> Exercise instructions: Please write out the full listing beneath this line exactly, skipping its images.

> Given data:
※ ※ ※

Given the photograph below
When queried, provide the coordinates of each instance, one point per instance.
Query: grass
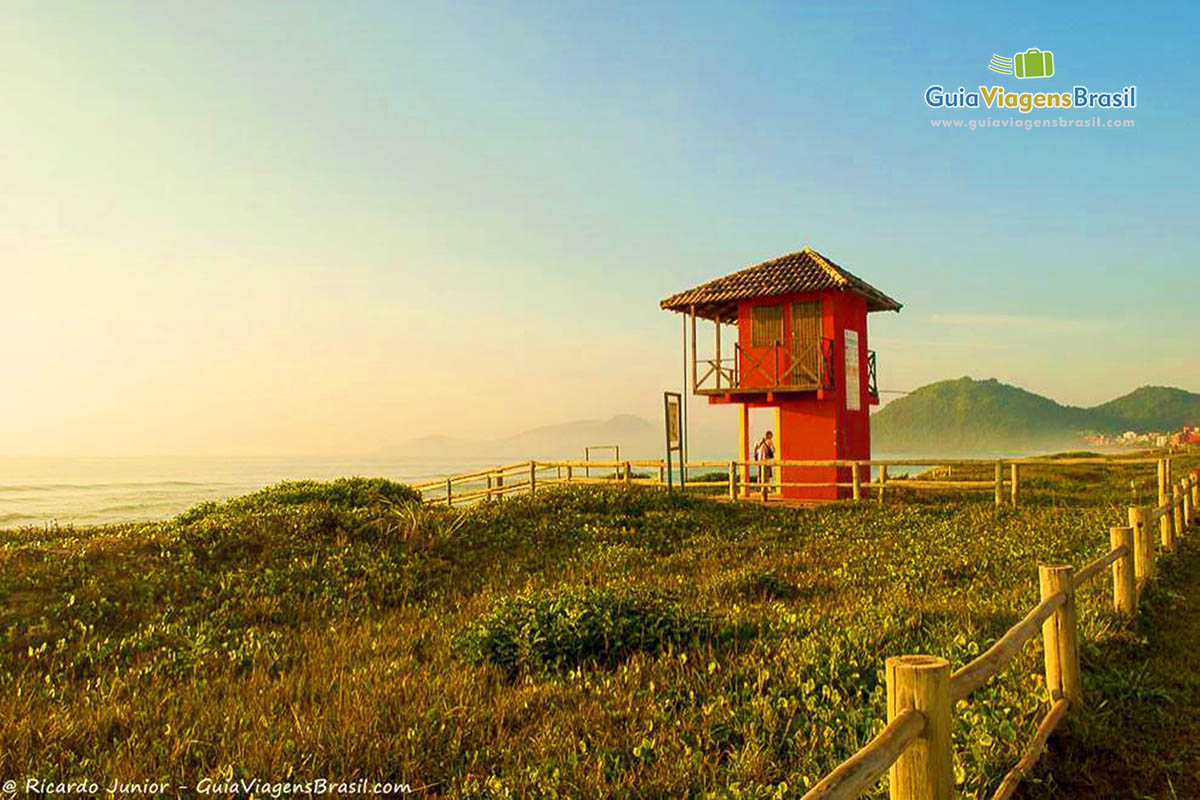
(589, 642)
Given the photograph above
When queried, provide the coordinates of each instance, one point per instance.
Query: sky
(327, 228)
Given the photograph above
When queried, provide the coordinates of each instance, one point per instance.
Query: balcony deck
(774, 370)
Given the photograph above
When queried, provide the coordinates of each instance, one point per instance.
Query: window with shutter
(766, 325)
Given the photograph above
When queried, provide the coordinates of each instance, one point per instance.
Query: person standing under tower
(765, 451)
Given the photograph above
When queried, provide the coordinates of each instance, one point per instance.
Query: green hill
(987, 415)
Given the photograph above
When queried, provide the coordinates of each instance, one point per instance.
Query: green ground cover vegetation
(588, 642)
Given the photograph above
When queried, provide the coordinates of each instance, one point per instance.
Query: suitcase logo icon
(1030, 64)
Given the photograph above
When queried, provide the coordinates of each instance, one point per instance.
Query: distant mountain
(987, 415)
(1150, 408)
(636, 437)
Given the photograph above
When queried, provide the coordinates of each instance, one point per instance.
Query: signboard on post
(672, 410)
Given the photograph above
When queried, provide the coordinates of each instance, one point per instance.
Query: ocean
(42, 491)
(46, 491)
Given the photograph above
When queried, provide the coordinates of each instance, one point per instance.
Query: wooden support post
(1185, 504)
(744, 446)
(717, 326)
(925, 768)
(1176, 515)
(1143, 546)
(1167, 522)
(1182, 500)
(693, 349)
(1195, 494)
(1059, 635)
(1125, 583)
(778, 471)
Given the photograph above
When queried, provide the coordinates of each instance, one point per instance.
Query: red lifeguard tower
(801, 349)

※ ※ ※

> Exercise answer:
Given the photograph below
When queried, provide the coordinates of each instance, one point per instance.
Query: grass
(589, 642)
Given the photograph above
When queried, provide the coordinates of each instance, one point per instance.
Query: sky
(327, 228)
Given the photograph above
When queried, provide the coordinates of each instance, one point per instance.
Query: balcony deck
(774, 370)
Given the photograph above
When queried, provide the coordinates of each instance, one point per instance.
Query: window with shutter
(766, 325)
Given the photograph above
When queried, provide the coordinates of each instance, one point per instance.
Query: person standing under tower
(765, 451)
Given the photograph above
When queried, provide the coordinates of each instance, one point per instance.
Query: green hill
(987, 415)
Given the photograph above
When queried, provide the coordinates of each instance, one point per instance.
Query: green ground cover vegetation
(588, 642)
Given the photograph above
When queried, provide the coordinates of each instance, one point per instance.
Query: suitcase logo icon
(1030, 64)
Given the photograph above
When queried, provide the coordinates of each instance, one point per instance.
Query: distant mountain
(987, 415)
(1150, 408)
(636, 437)
Given the photograph above
When queried, provide the coordinates of each instance, one point per instance.
Query: signboard on post
(672, 410)
Given the photograph above
When queried, provide the coordinates of each instance, one point per instance.
Query: ocean
(42, 491)
(46, 491)
Given the photograph above
When queried, provide the coordinates of each instance, one point per instance.
Query: wooden support post
(1185, 504)
(744, 446)
(717, 326)
(925, 768)
(1176, 515)
(1143, 546)
(1167, 522)
(1182, 500)
(693, 349)
(1195, 494)
(1059, 635)
(1125, 583)
(778, 471)
Given the photograph above
When queried, provide the coordinates of each instance, one point per instance.
Query: red lifeguard tower
(801, 349)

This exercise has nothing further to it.